DATA FOR THE TASK:
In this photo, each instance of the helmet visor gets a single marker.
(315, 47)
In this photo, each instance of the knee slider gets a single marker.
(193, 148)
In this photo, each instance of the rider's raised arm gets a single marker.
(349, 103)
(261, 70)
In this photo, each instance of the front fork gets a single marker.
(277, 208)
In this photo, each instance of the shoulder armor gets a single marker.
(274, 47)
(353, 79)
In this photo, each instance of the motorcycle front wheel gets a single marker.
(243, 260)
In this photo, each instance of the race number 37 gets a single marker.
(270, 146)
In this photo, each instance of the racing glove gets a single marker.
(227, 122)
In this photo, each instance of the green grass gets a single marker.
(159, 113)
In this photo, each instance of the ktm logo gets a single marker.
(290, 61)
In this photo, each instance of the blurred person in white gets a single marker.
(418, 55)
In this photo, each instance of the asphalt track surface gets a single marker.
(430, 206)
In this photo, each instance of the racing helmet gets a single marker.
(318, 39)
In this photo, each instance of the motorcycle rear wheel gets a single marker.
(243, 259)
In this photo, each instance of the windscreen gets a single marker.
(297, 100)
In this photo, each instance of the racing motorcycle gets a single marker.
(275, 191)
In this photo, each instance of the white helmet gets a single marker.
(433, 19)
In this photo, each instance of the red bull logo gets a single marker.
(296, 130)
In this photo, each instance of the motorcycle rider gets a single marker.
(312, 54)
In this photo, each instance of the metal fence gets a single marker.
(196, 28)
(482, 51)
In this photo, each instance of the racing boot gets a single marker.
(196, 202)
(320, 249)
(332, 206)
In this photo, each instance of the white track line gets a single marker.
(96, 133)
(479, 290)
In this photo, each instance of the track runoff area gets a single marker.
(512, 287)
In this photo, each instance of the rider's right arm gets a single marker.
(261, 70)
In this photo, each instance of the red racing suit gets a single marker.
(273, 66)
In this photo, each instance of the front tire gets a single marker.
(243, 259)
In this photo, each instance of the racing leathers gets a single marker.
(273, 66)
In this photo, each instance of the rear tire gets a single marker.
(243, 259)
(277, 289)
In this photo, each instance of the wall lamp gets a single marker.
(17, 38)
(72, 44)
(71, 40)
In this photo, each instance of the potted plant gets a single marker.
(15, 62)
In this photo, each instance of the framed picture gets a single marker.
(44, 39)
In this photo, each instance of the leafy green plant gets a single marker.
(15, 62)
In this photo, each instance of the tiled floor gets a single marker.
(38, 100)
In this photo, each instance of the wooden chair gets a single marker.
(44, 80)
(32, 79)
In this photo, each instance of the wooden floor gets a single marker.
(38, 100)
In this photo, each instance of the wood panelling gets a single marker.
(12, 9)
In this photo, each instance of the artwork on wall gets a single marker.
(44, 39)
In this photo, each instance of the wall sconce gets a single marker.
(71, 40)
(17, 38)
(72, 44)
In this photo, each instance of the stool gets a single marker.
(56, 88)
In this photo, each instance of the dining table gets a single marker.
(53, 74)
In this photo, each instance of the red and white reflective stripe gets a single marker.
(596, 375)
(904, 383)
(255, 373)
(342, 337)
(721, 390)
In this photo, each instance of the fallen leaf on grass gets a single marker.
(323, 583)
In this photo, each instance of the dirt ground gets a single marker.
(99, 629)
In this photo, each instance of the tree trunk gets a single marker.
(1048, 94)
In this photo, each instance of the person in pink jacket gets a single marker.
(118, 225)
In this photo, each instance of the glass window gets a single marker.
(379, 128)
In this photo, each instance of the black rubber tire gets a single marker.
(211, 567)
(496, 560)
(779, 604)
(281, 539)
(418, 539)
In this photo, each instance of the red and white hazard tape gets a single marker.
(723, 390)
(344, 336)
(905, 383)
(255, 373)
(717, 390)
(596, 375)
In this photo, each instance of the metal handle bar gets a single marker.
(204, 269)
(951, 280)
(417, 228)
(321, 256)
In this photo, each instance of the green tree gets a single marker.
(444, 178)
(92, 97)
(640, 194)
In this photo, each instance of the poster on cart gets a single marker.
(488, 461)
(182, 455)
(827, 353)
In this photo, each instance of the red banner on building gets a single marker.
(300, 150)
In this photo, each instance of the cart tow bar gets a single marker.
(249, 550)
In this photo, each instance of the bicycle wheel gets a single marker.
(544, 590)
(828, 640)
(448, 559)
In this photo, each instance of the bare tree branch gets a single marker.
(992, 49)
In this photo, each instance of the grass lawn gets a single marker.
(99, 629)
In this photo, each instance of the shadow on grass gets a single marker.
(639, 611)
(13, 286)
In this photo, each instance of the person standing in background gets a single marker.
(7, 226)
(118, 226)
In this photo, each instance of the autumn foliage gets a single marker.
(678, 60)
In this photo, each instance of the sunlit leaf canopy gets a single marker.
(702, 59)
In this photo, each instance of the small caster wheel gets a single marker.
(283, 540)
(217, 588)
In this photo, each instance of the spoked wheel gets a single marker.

WHAT YOU ARE ASKED TO DO: Write down exactly the line with "In this photo, each instance of the small", then each line after it through the end of the data.

REPLY TO THE EXERCISE:
In this photo, each instance of the small caster wheel gets a single marker.
(283, 540)
(217, 588)
In this photo, each instance of the spoked wheel gets a single marker.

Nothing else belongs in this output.